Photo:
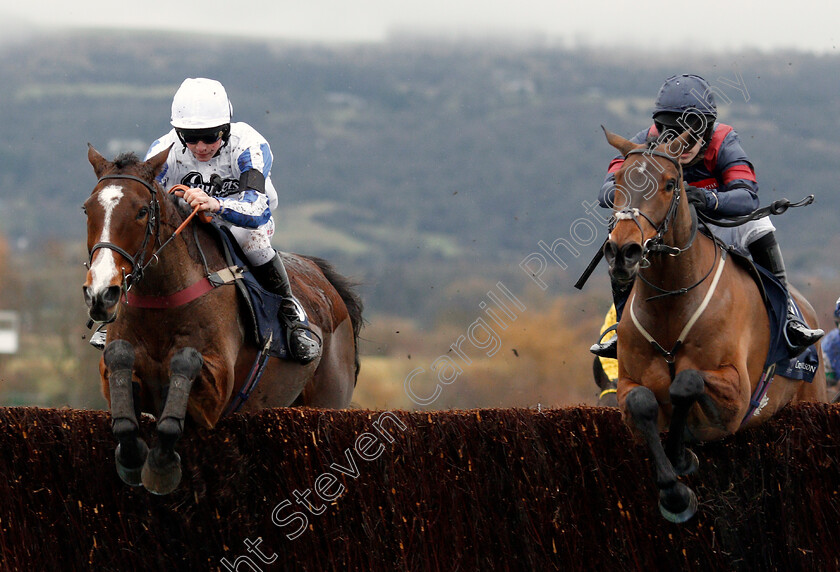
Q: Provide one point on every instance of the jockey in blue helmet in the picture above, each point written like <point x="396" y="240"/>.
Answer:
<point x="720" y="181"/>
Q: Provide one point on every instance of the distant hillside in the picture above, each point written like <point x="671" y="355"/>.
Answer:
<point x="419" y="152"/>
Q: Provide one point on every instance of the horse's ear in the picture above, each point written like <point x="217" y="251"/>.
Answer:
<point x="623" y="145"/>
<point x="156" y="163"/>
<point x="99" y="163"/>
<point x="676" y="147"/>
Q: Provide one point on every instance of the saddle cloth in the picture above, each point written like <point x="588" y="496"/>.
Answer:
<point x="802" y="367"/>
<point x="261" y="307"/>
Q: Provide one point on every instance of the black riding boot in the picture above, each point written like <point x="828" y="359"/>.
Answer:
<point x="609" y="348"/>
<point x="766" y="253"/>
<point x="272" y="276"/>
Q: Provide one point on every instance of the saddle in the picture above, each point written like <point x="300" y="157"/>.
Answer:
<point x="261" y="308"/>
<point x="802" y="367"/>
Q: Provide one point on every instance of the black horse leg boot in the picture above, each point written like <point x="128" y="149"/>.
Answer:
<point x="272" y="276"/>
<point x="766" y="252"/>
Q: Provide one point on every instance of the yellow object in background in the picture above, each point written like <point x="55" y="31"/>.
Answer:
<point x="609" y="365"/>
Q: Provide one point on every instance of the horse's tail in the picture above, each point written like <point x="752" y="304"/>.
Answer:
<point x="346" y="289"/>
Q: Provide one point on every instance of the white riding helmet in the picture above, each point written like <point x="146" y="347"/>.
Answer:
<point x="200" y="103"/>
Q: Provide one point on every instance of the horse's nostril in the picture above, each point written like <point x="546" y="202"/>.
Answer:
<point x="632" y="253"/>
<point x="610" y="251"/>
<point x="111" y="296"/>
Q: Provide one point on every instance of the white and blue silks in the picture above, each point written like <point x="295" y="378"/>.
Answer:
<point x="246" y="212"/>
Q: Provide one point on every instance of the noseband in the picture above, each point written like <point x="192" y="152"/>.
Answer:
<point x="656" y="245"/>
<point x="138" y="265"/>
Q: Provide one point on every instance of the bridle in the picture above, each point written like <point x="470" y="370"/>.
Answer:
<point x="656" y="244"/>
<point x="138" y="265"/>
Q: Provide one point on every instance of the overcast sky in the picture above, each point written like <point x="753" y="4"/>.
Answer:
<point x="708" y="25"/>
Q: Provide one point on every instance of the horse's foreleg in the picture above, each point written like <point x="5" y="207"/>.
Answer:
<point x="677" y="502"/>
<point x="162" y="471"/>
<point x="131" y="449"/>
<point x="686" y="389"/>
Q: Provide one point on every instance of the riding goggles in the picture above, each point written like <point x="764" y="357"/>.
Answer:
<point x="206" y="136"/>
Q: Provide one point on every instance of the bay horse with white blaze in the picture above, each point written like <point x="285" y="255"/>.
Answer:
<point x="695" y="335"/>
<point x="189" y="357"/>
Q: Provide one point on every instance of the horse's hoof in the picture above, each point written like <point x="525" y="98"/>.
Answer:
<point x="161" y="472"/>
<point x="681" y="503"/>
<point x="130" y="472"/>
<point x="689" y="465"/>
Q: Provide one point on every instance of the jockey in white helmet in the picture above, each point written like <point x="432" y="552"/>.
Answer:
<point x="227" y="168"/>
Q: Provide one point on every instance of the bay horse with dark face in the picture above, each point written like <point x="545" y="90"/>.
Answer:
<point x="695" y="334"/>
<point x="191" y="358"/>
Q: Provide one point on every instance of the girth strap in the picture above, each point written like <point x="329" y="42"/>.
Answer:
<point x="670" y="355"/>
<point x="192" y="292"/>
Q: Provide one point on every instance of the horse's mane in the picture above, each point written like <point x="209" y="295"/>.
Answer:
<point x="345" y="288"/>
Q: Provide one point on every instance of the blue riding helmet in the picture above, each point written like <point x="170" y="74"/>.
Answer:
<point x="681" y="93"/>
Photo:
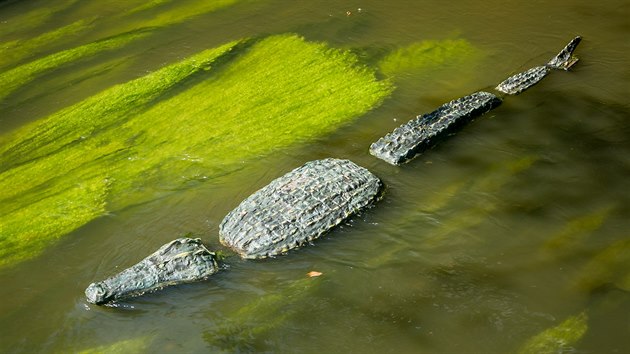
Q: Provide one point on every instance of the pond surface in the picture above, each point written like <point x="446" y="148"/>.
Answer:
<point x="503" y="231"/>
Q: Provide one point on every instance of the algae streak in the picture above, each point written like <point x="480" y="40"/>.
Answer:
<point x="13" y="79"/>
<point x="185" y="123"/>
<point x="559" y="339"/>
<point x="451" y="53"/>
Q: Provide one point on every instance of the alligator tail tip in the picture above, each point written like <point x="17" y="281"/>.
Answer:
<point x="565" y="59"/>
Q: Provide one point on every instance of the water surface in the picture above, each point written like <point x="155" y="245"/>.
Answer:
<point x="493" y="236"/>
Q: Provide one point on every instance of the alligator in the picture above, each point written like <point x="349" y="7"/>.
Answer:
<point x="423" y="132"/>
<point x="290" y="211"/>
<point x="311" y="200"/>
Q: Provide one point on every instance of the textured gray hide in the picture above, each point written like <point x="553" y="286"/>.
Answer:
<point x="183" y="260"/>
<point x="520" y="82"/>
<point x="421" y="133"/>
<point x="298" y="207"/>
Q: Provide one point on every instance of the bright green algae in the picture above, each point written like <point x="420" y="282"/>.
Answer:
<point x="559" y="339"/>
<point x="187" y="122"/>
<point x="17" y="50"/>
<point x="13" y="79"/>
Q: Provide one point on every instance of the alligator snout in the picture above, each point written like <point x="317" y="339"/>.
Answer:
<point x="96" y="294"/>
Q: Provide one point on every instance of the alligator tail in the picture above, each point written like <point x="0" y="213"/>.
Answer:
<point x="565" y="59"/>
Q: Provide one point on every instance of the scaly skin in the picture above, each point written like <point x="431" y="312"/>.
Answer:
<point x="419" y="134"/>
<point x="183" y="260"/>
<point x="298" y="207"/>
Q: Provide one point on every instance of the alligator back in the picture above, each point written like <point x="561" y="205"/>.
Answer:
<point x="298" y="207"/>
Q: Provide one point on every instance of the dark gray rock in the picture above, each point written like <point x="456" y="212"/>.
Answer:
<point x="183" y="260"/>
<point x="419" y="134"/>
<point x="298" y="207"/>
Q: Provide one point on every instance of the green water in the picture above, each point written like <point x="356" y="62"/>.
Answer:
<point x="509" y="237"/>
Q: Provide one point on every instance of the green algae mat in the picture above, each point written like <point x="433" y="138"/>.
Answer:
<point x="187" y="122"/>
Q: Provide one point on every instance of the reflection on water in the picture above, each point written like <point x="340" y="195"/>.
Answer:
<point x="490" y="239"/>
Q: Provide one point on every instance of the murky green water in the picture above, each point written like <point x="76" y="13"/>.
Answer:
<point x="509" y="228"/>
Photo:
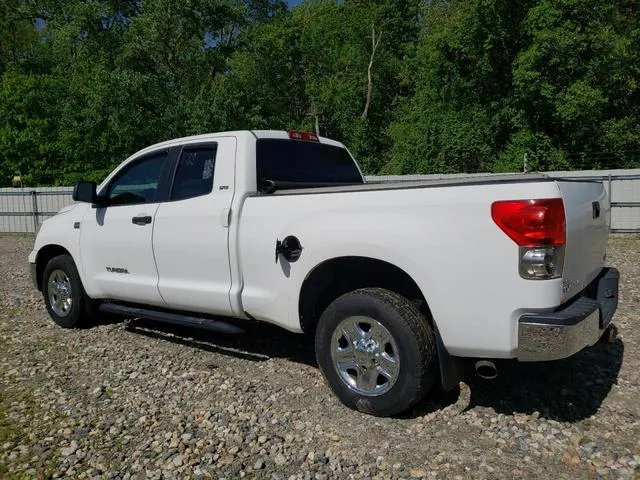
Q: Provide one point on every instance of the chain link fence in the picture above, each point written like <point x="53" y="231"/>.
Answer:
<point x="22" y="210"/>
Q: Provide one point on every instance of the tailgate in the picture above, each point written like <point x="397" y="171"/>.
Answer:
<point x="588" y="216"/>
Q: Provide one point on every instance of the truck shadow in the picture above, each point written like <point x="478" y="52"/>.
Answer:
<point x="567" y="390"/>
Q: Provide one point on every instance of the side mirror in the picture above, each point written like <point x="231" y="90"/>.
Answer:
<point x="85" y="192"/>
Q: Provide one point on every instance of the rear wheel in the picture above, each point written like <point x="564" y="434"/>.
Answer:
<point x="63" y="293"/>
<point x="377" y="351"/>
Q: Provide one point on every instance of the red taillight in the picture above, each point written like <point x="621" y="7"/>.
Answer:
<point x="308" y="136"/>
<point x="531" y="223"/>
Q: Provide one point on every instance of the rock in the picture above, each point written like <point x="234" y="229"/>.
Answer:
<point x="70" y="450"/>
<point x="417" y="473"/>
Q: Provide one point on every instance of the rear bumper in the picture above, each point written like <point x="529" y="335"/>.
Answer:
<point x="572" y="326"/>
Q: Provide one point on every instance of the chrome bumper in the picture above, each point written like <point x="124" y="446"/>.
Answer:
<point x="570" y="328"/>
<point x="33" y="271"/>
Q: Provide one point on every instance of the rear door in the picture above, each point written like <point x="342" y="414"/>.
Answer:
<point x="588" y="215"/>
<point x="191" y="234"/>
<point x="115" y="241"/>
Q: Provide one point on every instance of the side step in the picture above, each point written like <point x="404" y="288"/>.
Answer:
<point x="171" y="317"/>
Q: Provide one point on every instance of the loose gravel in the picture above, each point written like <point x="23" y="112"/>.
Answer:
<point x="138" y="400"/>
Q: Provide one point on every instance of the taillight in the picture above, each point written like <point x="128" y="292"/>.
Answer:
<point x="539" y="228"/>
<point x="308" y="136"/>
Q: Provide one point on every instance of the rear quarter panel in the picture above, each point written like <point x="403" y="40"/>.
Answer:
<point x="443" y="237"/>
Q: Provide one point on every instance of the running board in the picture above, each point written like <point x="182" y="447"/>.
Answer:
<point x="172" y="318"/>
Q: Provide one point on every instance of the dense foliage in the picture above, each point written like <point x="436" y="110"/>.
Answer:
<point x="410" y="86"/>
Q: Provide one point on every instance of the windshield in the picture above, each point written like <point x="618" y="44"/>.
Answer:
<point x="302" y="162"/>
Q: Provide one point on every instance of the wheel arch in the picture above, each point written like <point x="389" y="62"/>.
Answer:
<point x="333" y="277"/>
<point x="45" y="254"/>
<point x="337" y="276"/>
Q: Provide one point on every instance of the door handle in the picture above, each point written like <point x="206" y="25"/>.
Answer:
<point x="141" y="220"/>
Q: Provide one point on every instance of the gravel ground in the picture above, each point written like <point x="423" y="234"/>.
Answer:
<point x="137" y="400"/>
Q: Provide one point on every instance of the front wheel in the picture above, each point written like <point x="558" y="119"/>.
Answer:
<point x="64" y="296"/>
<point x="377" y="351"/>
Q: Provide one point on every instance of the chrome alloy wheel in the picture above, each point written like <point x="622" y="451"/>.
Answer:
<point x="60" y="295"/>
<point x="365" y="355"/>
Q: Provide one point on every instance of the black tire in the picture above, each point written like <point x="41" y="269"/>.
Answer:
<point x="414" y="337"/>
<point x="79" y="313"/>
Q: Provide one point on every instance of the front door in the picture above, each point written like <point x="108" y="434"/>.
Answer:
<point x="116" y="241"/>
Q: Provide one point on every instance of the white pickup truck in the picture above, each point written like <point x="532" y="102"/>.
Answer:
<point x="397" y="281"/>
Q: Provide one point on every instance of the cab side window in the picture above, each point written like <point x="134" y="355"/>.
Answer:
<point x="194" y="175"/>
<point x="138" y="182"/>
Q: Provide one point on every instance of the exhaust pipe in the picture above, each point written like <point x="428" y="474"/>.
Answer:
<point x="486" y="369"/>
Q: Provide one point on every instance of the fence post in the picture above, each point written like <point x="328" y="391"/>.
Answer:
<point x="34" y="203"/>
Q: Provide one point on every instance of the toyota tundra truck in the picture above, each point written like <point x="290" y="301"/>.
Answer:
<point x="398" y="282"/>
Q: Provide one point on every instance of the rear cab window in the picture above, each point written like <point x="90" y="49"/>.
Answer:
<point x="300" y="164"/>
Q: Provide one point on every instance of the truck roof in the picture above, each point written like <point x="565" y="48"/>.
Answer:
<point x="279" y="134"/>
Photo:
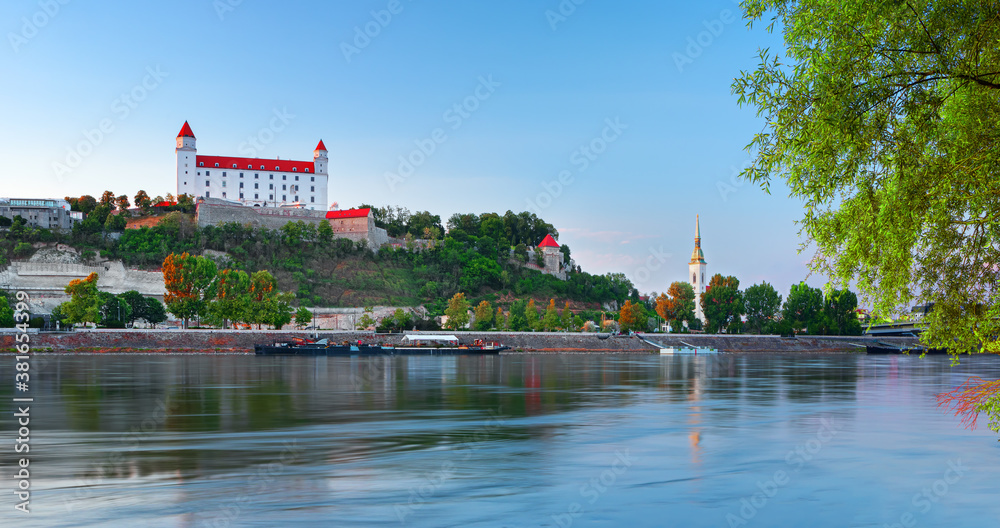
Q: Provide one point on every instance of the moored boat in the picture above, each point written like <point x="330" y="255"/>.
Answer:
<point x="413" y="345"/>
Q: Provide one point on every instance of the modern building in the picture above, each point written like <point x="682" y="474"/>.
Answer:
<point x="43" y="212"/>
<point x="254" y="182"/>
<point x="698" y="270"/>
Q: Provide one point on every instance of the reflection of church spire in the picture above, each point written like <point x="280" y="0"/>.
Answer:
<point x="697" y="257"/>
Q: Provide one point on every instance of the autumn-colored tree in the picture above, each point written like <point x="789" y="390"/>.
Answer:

◆ THE REQUEST ◆
Only the lines from the one holding "Q: Provide one point on every instance of the truck roof" through the last line of the records should be output, please, exactly and without any pictures.

◆ SOLUTION FOR THIS PROBLEM ◆
Q: Provide one point on every instance of the truck roof in the picture above, each point written like <point x="565" y="48"/>.
Answer:
<point x="279" y="134"/>
Photo:
Q: Provide one point on every instance of the moored boat in the picture above, each point written like <point x="330" y="255"/>.
Answer:
<point x="413" y="345"/>
Q: Provide one point on every instance of the modern building in the picture above, each point written like <point x="682" y="474"/>.
Answer:
<point x="43" y="212"/>
<point x="254" y="182"/>
<point x="698" y="270"/>
Q: Provide one point on every instance of the reflection of church spire in the picture above, each point written like <point x="280" y="0"/>.
Answer:
<point x="697" y="257"/>
Q: Provide one point on every instance of the autumn-colored tree in the picture above, each point written like <point x="789" y="390"/>.
Answer:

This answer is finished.